- TASK STATEMENT -
Report only how many lines of the entries below contain the string "light".

Photo-based referring expression data
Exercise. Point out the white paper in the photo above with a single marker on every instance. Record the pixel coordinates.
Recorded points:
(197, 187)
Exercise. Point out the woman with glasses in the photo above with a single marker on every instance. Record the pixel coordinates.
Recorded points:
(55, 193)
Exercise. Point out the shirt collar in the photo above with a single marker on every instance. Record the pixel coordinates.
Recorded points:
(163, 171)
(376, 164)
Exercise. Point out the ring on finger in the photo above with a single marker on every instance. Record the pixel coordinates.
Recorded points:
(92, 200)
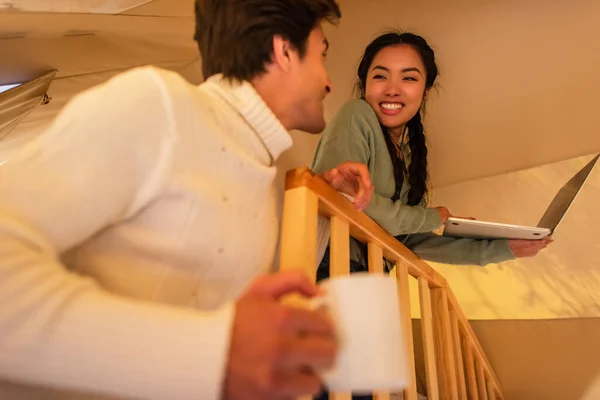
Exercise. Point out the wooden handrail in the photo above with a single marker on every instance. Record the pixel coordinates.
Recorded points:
(299, 251)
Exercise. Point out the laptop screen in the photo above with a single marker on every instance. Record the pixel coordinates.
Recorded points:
(565, 196)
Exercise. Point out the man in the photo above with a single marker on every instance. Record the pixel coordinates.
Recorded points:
(131, 230)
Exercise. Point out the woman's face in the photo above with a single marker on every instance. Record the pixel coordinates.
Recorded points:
(395, 85)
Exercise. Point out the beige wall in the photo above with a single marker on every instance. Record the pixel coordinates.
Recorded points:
(563, 281)
(519, 80)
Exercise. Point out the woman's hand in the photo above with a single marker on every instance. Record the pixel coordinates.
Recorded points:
(528, 248)
(445, 214)
(353, 179)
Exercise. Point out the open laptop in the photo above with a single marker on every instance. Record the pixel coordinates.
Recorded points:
(458, 227)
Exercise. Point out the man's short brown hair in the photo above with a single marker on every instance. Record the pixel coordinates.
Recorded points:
(235, 37)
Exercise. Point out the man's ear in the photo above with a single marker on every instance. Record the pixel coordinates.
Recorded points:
(283, 53)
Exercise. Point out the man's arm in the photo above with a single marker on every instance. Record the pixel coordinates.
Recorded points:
(103, 159)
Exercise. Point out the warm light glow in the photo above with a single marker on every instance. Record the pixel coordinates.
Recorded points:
(4, 88)
(71, 6)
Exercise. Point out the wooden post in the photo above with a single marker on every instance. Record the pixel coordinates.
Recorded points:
(299, 231)
(444, 345)
(428, 339)
(410, 393)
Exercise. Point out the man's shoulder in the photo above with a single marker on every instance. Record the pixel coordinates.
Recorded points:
(355, 117)
(151, 83)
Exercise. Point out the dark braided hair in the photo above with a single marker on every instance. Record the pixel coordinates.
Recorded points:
(417, 170)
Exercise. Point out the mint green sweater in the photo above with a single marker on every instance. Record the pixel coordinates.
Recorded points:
(354, 134)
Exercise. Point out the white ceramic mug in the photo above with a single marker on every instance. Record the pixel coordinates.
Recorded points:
(371, 356)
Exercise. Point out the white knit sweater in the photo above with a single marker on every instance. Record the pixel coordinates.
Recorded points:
(126, 231)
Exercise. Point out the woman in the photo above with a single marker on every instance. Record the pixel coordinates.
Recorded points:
(383, 129)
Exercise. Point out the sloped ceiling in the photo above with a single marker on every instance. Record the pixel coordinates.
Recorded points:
(518, 85)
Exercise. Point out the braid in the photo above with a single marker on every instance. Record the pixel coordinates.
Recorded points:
(397, 163)
(417, 170)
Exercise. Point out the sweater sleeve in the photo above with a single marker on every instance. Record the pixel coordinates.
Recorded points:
(347, 138)
(104, 158)
(448, 250)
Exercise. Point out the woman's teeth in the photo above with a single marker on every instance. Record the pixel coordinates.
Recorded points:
(391, 106)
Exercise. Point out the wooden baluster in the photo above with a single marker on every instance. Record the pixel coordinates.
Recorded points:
(410, 393)
(428, 340)
(458, 359)
(339, 265)
(491, 391)
(376, 266)
(471, 374)
(481, 381)
(444, 346)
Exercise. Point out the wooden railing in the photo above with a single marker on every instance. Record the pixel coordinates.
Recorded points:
(456, 367)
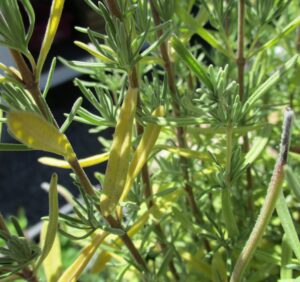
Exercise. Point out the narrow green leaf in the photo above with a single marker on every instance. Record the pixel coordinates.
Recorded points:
(164, 264)
(7, 147)
(53, 22)
(31, 16)
(118, 162)
(289, 28)
(257, 148)
(288, 225)
(191, 61)
(53, 220)
(286, 258)
(37, 133)
(49, 79)
(71, 115)
(293, 181)
(271, 81)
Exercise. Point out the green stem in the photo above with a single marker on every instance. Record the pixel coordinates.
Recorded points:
(227, 210)
(180, 131)
(241, 61)
(269, 203)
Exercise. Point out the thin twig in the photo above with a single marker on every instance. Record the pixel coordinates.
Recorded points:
(241, 61)
(269, 203)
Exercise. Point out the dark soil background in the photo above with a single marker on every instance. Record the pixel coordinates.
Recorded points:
(21, 175)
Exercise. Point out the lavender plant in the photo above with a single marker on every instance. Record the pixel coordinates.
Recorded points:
(189, 88)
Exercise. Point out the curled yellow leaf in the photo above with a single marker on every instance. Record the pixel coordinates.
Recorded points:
(53, 22)
(86, 162)
(73, 272)
(142, 151)
(37, 133)
(93, 51)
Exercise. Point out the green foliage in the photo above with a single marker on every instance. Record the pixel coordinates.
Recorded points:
(196, 126)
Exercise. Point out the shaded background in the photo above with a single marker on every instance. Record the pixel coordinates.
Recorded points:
(20, 173)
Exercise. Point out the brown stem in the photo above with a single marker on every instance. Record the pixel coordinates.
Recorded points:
(128, 242)
(180, 133)
(29, 82)
(240, 61)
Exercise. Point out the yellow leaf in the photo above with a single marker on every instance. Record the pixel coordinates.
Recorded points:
(104, 257)
(118, 162)
(142, 152)
(53, 22)
(73, 272)
(86, 162)
(52, 264)
(37, 133)
(93, 51)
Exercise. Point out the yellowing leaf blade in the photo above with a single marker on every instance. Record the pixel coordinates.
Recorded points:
(37, 133)
(52, 264)
(76, 268)
(53, 22)
(142, 152)
(53, 220)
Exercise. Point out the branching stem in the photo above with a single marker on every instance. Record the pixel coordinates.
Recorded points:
(180, 132)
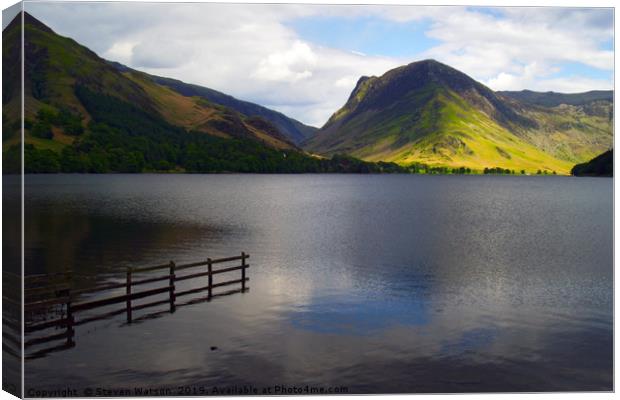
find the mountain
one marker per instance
(84, 114)
(554, 99)
(294, 130)
(602, 165)
(427, 112)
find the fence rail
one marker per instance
(62, 295)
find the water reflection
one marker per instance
(379, 283)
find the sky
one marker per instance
(304, 60)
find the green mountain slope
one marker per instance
(83, 114)
(601, 165)
(554, 99)
(428, 112)
(294, 130)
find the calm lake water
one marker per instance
(377, 283)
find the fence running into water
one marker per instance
(53, 296)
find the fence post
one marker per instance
(243, 271)
(171, 284)
(210, 269)
(128, 292)
(70, 323)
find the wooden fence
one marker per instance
(51, 294)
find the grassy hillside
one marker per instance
(84, 115)
(601, 165)
(427, 112)
(293, 130)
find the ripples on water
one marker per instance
(379, 283)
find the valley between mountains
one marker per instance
(86, 114)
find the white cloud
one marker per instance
(249, 51)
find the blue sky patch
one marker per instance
(369, 35)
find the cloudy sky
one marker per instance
(304, 60)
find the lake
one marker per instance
(373, 283)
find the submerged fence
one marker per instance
(53, 295)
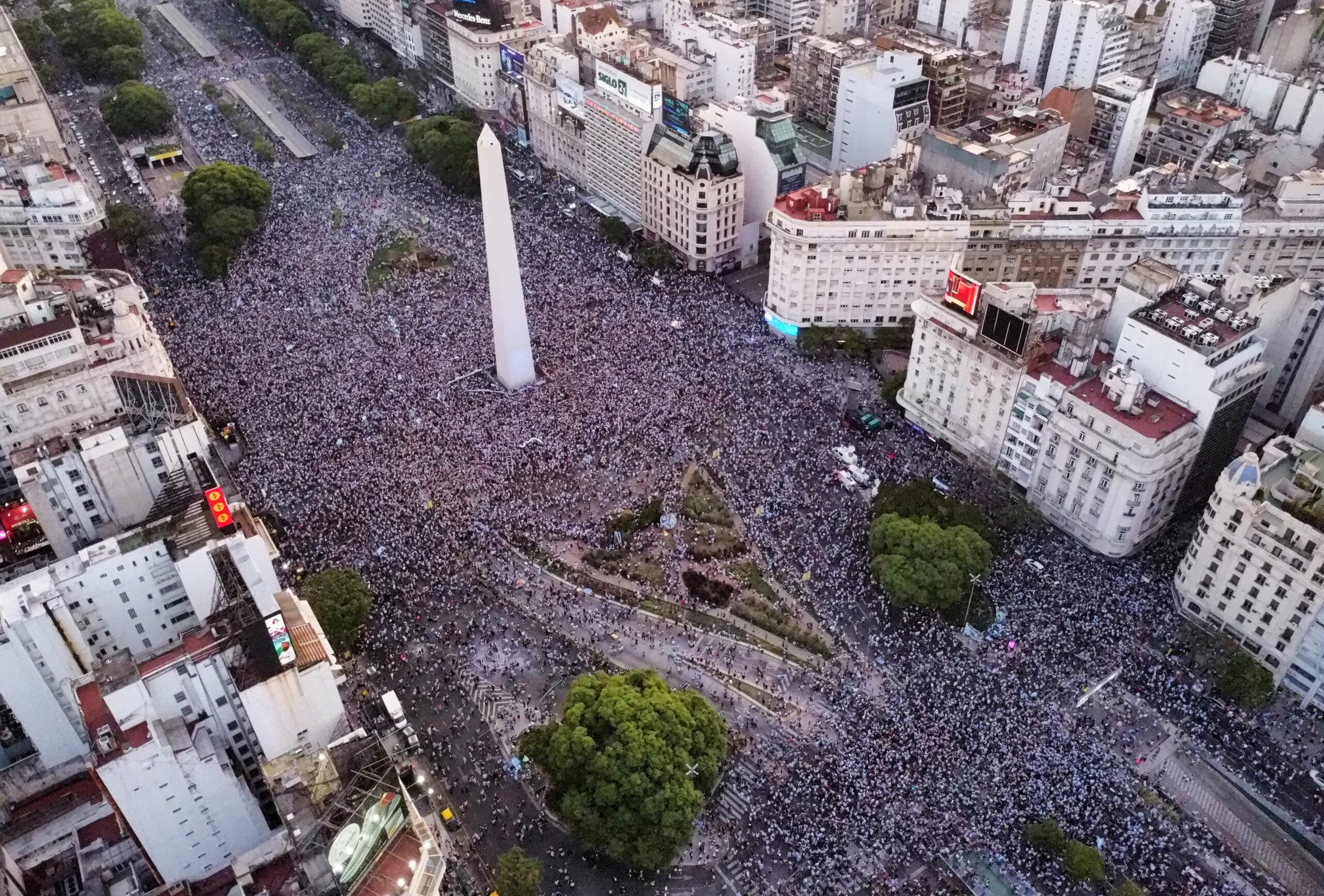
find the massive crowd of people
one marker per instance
(367, 440)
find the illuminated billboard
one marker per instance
(963, 292)
(280, 635)
(367, 836)
(220, 509)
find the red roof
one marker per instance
(1154, 421)
(103, 829)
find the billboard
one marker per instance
(368, 833)
(280, 637)
(570, 96)
(963, 292)
(510, 107)
(636, 95)
(220, 509)
(513, 63)
(675, 114)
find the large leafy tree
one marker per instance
(630, 764)
(518, 874)
(98, 40)
(223, 204)
(448, 147)
(922, 564)
(384, 102)
(342, 601)
(137, 109)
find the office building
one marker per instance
(944, 67)
(816, 65)
(1090, 44)
(881, 101)
(1190, 25)
(1121, 108)
(694, 199)
(852, 251)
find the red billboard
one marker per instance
(220, 509)
(963, 292)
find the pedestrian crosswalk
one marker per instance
(734, 797)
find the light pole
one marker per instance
(975, 580)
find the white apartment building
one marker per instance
(619, 118)
(1090, 44)
(1121, 107)
(694, 199)
(476, 56)
(770, 155)
(1254, 571)
(555, 101)
(732, 60)
(880, 101)
(1190, 23)
(44, 230)
(854, 249)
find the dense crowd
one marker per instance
(366, 440)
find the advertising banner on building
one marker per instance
(570, 96)
(510, 105)
(513, 63)
(636, 95)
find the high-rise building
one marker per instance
(944, 67)
(1121, 108)
(694, 199)
(1190, 25)
(881, 101)
(1090, 44)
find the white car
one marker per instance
(847, 454)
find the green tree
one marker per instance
(448, 147)
(1045, 836)
(129, 224)
(630, 763)
(223, 204)
(656, 256)
(1245, 682)
(137, 109)
(1084, 862)
(922, 564)
(615, 231)
(124, 63)
(384, 102)
(518, 874)
(342, 602)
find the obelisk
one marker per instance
(510, 322)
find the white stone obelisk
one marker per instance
(510, 323)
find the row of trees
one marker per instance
(137, 109)
(448, 147)
(223, 204)
(339, 69)
(98, 40)
(281, 20)
(925, 549)
(1082, 862)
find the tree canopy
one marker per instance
(342, 601)
(223, 204)
(281, 20)
(518, 874)
(922, 564)
(1245, 682)
(448, 147)
(98, 40)
(137, 109)
(384, 102)
(620, 763)
(335, 67)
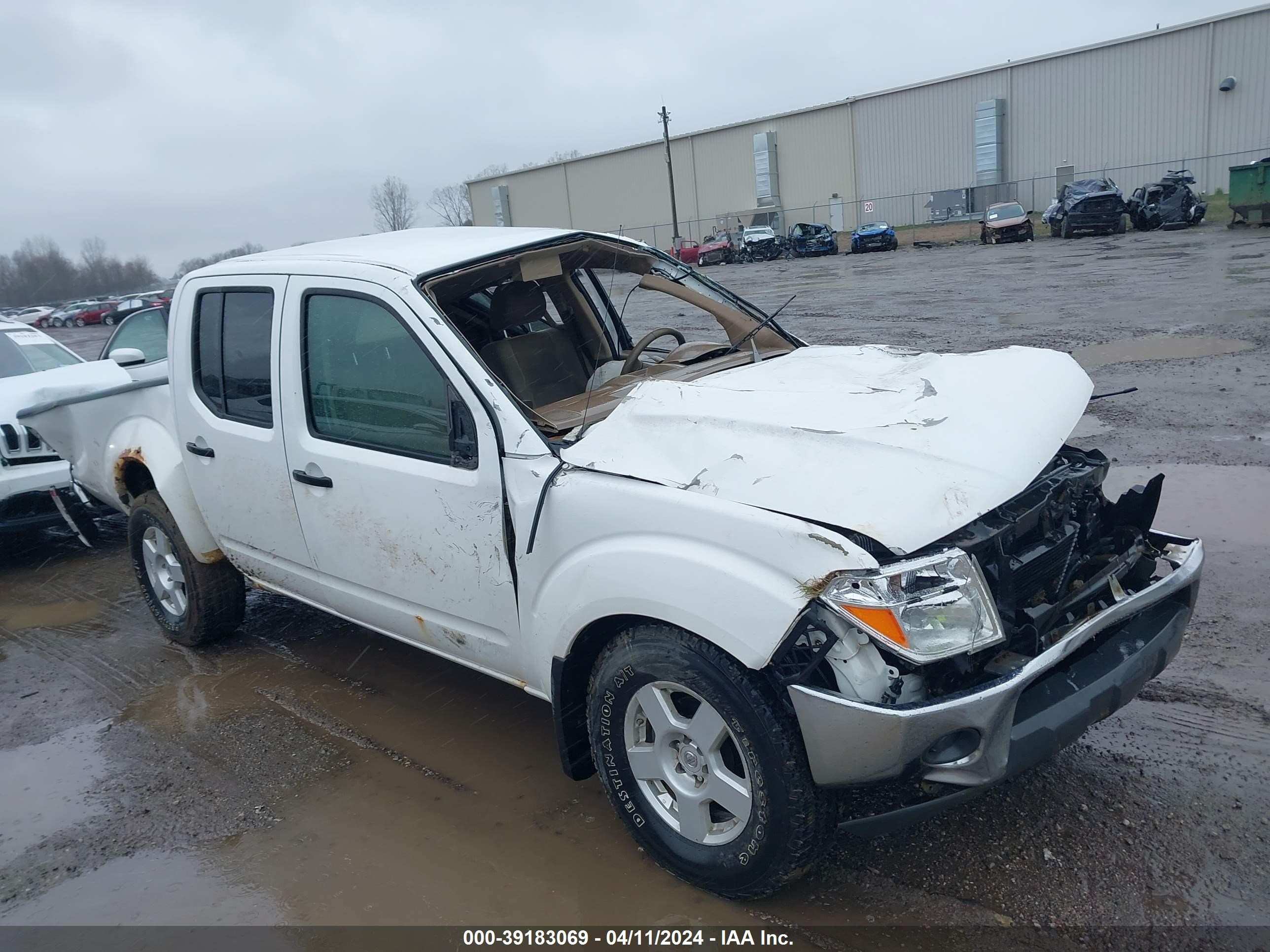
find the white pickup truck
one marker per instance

- COMPLETED EXERCISE -
2